__Задание__.
Продолжите текст о споре Вересаева и Щеголева вокруг «крепостного романа» Пушкина, начав сразу после его последнего предложения.

Собственно говоря, все мало-мальски серьезные ученые, идущие этим путем, именно так и поступали.
Вот, пожалуй, самый яркий пример.
В 1925 году в журнале «Печать и Революция» (кн. 5–6)
В. Вересаев напечатал статью «Об автобиографичности Пушкина», в которой на основе довольно-таки субъективного анализа воспоминаний И.И. Пущина предложил свою версию знаменитого пушкинского «крепостного романа». Возникла дискуссия, суть которой на первых порах заключалась в том, была ли крепостная девушка, о которой говорил Вересаев, той самой, которую Пушкин отослал Вяземскому с признанием, что он ее «неосторожно обрюхатил», или же это был совсем другой, еще один, до того не известный биографам пушкинский «крепостной роман». Вересаеву весьма резко возразил П.Е. Щеголев. Опираясь на досконально изученный им биографический материал, он решительно опроверг вересаевскую версию, заметив попутно, что если бы Вересаев был прав, Пушкин предстал бы перед нами «профессиональным растлителем дворовых девок», «крепостным развратником – что ни год, то новая девка».

Записи из набора данных
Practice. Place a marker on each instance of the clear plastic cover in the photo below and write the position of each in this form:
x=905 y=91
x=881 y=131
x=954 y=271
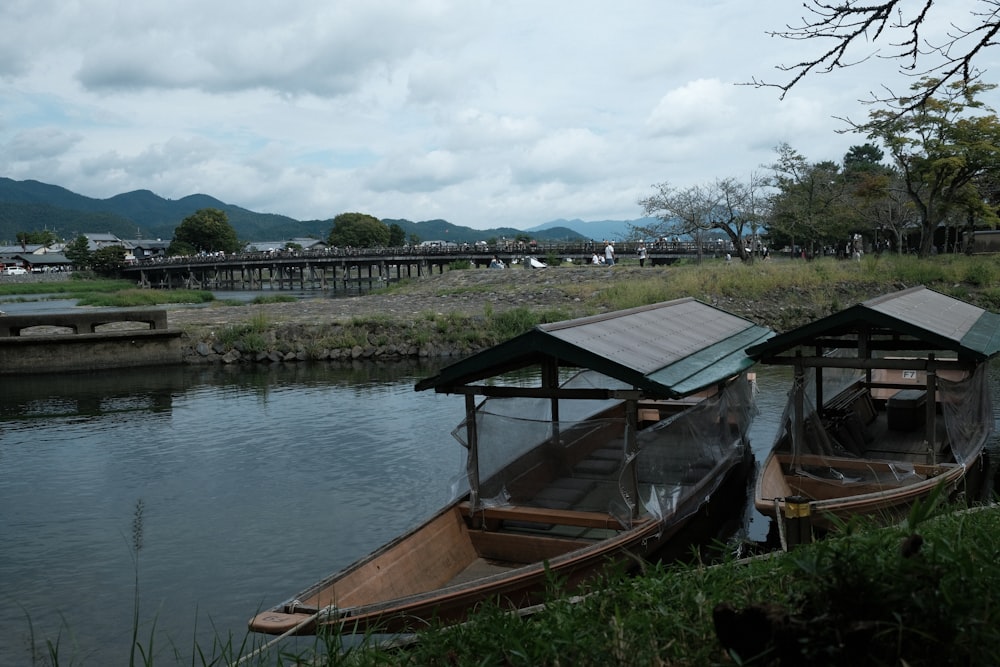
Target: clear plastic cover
x=585 y=460
x=886 y=425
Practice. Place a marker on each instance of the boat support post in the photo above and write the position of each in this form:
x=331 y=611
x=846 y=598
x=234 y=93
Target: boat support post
x=797 y=521
x=472 y=437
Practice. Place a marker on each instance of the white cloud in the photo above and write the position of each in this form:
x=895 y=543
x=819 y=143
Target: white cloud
x=477 y=111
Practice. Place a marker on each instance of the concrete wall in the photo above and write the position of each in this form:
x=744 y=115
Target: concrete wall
x=89 y=352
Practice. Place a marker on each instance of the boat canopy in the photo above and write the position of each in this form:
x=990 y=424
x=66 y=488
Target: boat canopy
x=913 y=319
x=671 y=349
x=918 y=354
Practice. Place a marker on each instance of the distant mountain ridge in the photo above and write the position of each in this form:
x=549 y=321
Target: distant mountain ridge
x=31 y=205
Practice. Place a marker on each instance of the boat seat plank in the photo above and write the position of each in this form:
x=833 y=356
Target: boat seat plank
x=518 y=549
x=546 y=515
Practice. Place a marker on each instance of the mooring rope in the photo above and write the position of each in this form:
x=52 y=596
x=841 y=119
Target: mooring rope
x=284 y=635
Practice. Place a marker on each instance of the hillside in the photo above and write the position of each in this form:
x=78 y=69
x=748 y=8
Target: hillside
x=32 y=206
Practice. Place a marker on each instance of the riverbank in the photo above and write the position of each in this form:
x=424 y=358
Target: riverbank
x=462 y=311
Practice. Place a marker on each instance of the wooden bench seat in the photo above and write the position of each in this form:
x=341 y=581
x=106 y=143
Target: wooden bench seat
x=543 y=515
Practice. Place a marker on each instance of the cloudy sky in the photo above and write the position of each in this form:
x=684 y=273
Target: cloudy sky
x=481 y=112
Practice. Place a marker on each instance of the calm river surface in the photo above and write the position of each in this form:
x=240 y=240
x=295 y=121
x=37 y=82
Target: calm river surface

__Ответ__.
Попутно от Щеголева сильно досталось и В.Ф. Ходасевичу, который в статье, вошедшей в его книгу «Поэтическое хозяйство Пушкина», высказал предположение, что забеременевшая от Пушкина крестьянская девушка утопилась, и именно это натолкнуло поэта на сюжет «Русалки»:
Если Пушкин взялся за «Русалку», – утверждал он, – значит она ему была не сюжетно, а внутренне важна и близка, значит с этим сюжетом было для него связано нечто более интимное и существенное, чем намерение только состязаться с Краснопольским, автором «Днепровской русалки». Скажу прямо – «Русалка», как весь Пушкин, глубоко автобиографична, она отражает историю с той девушкой, которую поэт «неосторожно обрюхатил».
П.Е. Щеголев. «Пушкин и мужики», М., 1928, стр. 55
От этого построения Ходасевича Щеголев не оставил камня на камне. Он высмеял его жестоко и беспощадно. Столь же резко оспорил эту сомнительную гипотезу и Вересаев. (И Ходасевич, видимо, признал их правоту. Во всяком случае, в книгу своих статей на пушкинские темы, выпущенную им в Париже в 1937 году, он эту статью не включил, а «Поэтическое хозяйство Пушкина» в предисловии к этой парижской книге полностью дезавуировал.)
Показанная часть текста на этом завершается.